** start of Recorded information **

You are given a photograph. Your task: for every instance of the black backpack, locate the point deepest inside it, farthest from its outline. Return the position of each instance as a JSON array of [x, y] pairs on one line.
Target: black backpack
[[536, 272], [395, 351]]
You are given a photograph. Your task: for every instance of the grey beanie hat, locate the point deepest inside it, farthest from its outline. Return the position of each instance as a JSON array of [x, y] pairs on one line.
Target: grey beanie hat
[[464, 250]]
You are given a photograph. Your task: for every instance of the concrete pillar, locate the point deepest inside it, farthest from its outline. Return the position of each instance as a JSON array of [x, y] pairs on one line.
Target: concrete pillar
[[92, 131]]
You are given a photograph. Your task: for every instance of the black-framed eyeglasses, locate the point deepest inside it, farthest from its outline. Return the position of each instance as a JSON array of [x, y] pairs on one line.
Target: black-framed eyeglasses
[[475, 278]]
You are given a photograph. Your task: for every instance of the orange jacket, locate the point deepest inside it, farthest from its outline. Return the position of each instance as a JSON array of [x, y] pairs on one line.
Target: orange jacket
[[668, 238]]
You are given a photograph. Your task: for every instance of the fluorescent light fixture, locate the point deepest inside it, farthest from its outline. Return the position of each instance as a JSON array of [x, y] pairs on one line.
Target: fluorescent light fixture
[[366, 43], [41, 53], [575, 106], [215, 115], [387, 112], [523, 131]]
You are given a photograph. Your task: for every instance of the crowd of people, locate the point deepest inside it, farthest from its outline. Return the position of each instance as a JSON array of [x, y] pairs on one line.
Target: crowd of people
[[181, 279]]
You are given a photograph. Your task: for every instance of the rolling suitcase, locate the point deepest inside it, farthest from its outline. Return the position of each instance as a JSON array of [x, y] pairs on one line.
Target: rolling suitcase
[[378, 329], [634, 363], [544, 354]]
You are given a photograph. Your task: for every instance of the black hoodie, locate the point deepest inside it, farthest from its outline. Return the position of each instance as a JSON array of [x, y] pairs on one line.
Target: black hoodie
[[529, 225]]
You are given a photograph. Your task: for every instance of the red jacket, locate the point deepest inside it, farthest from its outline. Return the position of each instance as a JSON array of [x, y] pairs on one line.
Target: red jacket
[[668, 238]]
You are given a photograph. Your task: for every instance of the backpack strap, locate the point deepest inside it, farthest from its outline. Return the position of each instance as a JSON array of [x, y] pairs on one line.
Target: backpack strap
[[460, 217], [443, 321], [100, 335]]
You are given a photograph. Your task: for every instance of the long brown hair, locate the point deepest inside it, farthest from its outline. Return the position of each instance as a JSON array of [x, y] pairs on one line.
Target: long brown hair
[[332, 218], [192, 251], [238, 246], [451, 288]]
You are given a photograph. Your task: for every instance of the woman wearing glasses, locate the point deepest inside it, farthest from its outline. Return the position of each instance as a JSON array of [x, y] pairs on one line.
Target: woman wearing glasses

** end of Recorded information **

--- What needs to be done ---
Copy out the lines from the one containing "of the crowd" through the one containing "[[378, 329], [634, 363], [544, 354]]", both included, with "rolling suitcase" replaced by "wheeled suitcase" and nothing else changed.

--- Exercise solution ---
You are given a photograph. Your task: for every instance of the crowd of people, locate the point deepest inside it, farthest from its outline. Return the position of each instance as a JSON array of [x, y] pairs on one line.
Target: crowd of people
[[181, 279]]
You are given a photograph. Your task: for every instance of the wheeled suitcase, locate the point deepest inside it, farthest from its outline. Return the position of each instance as a JSON array of [x, y] pairs on one line.
Target: wheeled suitcase
[[378, 329], [634, 363], [544, 354]]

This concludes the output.